Extracted records
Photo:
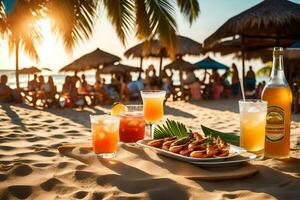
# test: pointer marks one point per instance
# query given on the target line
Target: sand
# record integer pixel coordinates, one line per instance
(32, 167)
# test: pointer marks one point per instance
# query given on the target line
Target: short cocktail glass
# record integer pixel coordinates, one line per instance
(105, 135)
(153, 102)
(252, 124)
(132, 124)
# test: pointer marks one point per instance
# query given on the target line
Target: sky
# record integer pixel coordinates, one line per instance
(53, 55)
--
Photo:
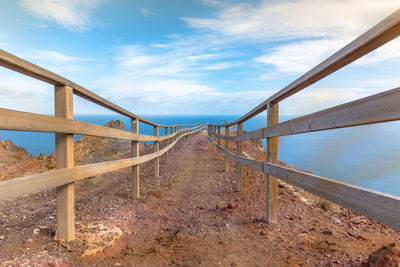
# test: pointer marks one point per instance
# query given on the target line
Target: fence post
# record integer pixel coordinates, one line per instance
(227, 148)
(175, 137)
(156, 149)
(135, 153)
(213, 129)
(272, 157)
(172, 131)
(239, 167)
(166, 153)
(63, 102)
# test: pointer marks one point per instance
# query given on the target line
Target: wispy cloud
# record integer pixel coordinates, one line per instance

§ **Exercise instructions**
Every line from the line containing "Target: short cocktail glass" through the line containing "Target: sky" in the records above must be retyped exactly. Leave out the rest.

§ **Expected answer**
Target: short cocktail glass
# record integer pixel coordinates, one line per instance
(105, 135)
(153, 102)
(252, 124)
(132, 124)
# test: pointer marks one point per instance
# query given on the target line
Target: sky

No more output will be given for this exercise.